══ Text under study ══
The announcement that Britain has finally acknowledged Portugal as a ‘safe travel’ destination has been welcomed by minister for foreign affairs Augusto Santos Silva, who says it is “very important” in so many ways.
It means the 300,000 Portuguese living and working in UK will now be able to come over and visit their families without the burden of facing a 14-day period of quarantine on their return. It means the 30,000 Brits who already live in Portugal are much more free to come and go – and it means the ‘many hundreds of Portuguese students’ who attend British universities are not now faced with a mountain of problems as the new academic year begins.
The opening of the travel corridor isn’t, in the end, all about tourism. It’s about mobility across the board – and for that Santos Silva is clearly delighted.
But for many of Portugal’s most popular holiday destinations, the travel corridor promises the chance of late summer/ early autumn tourism to help pull the battered economy back from the brink.
The minister who lambasted as ‘absurd’ the fact that Portugal was repeatedly blocked from the UK’s green-list in through July and the early part of this month, says the fact that restrictions have finally been removed is “recognition of the positive evolution of the situation in Portugal, namely the capacity for testing on a large scale, the detection of positive cases, the control of their transmission and their treatment in the most adequate way”.
═══
What you need to do —
1) According to the article on the UK–Portugal travel corridor, how many Portuguese live and work in the UK?
2) Name every achievement in Portugal that the minister, in the article on the UK–Portugal travel corridor, says the lifting of restrictions recognizes.
3) Quote the article on the UK–Portugal travel corridor from "It means the 300,000" to "academic year begins.", inclusive.
══ Data under study ══
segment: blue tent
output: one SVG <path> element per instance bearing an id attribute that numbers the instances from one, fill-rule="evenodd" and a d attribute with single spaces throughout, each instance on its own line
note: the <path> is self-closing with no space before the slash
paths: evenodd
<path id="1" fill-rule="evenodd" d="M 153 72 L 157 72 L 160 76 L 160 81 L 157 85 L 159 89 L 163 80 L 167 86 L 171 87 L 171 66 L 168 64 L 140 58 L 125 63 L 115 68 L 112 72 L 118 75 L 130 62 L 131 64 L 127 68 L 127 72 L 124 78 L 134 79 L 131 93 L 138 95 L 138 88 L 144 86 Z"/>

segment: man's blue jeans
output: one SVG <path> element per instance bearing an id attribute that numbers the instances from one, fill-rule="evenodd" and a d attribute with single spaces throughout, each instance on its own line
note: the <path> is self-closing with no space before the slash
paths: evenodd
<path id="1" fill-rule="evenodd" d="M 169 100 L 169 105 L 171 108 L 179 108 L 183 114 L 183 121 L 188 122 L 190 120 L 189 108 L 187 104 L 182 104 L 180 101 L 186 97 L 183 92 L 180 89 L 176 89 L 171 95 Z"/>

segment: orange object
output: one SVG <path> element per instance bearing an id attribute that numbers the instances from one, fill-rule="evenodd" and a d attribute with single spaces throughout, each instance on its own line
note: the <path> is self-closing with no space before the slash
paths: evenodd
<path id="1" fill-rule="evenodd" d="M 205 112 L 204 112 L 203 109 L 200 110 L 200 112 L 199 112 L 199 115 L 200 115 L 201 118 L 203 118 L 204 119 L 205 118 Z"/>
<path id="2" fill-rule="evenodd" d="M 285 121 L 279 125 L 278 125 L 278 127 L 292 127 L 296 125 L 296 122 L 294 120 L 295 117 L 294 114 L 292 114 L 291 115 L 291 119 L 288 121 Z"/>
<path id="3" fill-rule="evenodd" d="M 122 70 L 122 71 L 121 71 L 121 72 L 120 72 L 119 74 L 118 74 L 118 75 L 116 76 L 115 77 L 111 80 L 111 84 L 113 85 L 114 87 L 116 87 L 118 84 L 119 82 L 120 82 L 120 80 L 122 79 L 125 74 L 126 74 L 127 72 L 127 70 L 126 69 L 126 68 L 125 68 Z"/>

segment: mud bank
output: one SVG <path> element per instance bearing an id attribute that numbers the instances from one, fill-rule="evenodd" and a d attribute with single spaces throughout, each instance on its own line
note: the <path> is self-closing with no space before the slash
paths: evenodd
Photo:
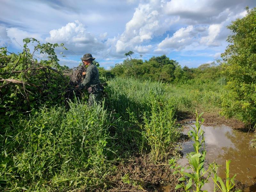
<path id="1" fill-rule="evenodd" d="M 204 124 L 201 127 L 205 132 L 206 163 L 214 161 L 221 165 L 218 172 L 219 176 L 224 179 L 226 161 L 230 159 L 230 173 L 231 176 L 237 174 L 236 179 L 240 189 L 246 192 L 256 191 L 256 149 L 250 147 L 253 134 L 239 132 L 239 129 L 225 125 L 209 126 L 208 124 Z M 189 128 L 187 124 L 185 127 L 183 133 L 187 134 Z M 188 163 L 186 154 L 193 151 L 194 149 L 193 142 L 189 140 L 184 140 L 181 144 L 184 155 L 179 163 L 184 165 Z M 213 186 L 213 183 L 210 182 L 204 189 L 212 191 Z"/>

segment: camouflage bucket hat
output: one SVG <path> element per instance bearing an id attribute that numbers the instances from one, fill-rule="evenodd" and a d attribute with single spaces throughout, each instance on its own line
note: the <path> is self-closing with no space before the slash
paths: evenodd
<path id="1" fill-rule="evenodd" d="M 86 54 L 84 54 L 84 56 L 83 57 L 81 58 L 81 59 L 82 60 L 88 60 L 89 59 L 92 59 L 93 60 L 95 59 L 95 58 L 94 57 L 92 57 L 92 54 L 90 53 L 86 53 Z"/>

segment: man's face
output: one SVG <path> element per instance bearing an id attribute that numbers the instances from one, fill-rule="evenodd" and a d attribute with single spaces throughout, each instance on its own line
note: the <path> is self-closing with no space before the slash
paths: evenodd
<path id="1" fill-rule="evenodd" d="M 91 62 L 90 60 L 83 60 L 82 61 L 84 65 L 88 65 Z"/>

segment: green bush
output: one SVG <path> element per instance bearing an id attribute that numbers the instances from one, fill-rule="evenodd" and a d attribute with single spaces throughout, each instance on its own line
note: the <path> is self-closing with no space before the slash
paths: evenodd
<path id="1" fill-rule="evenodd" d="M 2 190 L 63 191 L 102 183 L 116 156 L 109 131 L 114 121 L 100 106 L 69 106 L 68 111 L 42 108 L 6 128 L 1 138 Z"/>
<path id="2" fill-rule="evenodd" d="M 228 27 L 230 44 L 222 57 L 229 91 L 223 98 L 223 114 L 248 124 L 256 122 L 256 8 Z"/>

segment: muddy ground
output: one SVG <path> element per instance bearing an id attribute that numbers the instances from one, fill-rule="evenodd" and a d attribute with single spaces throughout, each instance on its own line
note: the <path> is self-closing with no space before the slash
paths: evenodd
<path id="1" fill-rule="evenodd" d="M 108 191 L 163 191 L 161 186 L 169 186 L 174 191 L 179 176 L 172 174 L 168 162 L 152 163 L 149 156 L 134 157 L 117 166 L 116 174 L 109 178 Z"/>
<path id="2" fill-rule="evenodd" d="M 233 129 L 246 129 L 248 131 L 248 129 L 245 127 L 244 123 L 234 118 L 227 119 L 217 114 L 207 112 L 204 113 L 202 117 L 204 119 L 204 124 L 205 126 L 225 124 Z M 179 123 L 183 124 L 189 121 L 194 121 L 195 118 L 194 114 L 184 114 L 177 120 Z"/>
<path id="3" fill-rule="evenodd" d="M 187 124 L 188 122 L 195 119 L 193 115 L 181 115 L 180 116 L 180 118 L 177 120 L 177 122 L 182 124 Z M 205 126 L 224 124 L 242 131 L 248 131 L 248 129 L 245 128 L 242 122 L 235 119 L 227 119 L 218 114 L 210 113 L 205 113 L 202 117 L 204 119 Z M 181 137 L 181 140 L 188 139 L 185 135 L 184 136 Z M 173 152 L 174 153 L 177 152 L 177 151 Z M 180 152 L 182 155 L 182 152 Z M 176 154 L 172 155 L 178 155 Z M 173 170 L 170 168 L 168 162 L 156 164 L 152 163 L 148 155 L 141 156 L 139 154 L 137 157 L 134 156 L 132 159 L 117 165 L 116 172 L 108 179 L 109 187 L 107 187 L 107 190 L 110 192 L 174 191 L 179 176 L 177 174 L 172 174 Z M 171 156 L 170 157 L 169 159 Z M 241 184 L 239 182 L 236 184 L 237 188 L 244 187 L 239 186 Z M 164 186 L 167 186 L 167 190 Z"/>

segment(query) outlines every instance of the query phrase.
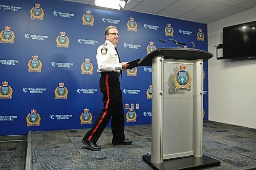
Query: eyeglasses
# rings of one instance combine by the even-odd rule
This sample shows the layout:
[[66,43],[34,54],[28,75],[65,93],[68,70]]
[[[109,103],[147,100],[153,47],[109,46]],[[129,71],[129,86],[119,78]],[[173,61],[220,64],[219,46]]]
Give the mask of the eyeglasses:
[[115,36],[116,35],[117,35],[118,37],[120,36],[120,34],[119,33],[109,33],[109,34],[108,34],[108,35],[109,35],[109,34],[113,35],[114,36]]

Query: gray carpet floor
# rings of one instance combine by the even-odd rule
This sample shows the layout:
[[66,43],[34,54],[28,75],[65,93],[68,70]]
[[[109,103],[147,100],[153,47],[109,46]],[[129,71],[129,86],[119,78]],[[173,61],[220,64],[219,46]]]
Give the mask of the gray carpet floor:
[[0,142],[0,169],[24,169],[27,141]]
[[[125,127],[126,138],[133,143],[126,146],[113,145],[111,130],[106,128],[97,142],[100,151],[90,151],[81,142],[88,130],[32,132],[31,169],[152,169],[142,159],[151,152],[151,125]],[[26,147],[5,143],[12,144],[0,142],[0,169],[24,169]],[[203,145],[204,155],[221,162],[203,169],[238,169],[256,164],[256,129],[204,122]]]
═══
══ Data under study ══
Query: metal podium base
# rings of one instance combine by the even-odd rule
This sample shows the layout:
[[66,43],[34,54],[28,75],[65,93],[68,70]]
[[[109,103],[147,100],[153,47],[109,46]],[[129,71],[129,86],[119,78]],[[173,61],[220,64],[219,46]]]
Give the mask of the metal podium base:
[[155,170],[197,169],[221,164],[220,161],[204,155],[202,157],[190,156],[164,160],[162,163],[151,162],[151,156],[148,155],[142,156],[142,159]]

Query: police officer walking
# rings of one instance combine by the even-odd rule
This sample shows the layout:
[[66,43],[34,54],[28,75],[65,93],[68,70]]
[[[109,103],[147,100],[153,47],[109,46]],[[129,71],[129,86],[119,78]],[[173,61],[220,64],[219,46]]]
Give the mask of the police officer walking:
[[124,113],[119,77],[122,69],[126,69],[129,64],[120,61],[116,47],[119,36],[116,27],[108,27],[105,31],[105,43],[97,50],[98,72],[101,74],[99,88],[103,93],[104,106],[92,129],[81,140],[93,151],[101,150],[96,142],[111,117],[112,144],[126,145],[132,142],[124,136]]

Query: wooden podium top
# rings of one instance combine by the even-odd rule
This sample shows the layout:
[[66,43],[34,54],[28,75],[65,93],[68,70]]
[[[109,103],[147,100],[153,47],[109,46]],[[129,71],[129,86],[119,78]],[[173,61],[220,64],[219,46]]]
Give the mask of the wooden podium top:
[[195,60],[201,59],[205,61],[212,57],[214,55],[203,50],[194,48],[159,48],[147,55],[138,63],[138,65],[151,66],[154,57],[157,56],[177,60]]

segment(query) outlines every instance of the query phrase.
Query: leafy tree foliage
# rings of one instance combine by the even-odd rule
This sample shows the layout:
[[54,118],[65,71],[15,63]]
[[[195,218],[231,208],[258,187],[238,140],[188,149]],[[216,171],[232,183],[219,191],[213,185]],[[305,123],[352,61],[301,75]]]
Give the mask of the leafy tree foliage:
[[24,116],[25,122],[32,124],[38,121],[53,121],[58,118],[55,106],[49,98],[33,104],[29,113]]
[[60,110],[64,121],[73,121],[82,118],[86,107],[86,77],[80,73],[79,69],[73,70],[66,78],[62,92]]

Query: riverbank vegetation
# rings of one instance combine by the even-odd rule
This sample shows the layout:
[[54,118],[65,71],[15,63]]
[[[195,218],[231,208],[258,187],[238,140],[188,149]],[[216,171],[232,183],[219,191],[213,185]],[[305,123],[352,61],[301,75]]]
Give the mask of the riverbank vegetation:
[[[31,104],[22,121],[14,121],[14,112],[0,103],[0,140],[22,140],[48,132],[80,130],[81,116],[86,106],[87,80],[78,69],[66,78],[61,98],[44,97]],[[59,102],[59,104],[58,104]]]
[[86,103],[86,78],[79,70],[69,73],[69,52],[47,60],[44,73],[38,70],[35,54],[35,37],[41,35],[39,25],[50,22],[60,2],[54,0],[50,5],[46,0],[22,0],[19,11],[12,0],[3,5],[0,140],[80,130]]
═══
══ Data under study ══
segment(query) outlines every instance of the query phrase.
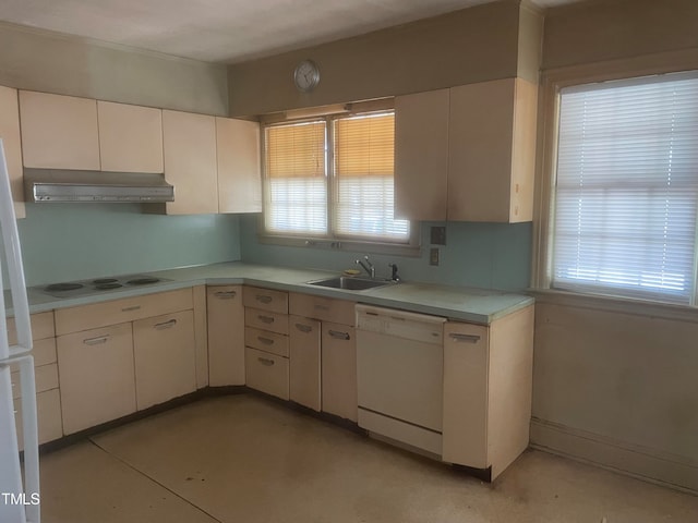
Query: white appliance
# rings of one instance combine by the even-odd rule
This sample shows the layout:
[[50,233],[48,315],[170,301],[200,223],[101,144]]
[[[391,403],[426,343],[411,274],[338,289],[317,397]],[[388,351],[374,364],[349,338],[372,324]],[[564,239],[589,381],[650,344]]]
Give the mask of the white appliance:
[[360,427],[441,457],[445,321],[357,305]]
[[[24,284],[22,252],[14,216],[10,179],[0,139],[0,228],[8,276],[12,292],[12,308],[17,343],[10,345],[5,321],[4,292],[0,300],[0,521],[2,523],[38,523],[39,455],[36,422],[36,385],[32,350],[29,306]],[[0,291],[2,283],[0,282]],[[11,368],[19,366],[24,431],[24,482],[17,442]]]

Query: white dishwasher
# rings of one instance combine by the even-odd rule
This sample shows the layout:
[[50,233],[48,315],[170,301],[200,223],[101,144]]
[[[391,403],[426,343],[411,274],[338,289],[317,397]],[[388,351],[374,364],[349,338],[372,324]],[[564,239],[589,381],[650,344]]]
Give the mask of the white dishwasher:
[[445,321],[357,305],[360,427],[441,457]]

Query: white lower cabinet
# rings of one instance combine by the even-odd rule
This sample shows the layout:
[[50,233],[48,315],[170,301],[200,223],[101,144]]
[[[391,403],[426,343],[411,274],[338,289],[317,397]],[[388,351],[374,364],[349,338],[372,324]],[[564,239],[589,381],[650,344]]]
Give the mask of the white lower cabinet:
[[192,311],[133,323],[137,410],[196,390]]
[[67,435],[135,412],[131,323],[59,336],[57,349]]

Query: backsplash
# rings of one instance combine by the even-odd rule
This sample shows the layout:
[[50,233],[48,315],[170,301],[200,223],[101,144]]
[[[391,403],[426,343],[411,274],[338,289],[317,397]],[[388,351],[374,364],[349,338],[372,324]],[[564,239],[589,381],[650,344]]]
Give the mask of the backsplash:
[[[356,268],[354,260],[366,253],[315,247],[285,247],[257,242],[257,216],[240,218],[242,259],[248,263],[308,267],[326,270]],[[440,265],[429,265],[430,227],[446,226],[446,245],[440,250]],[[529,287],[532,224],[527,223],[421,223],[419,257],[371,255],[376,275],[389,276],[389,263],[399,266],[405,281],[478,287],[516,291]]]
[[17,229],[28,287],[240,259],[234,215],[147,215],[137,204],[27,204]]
═══
Exercise results —
1) 300,000

2)
- The capacity for testing on a large scale
- The detection of positive cases
- The control of their transmission
- Their treatment in the most adequate way

3)
It means the 300,000 Portuguese living and working in UK will now be able to come over and visit their families without the burden of facing a 14-day period of quarantine on their return. It means the 30,000 Brits who already live in Portugal are much more free to come and go – and it means the ‘many hundreds of Portuguese students’ who attend British universities are not now faced with a mountain of problems as the new academic year begins.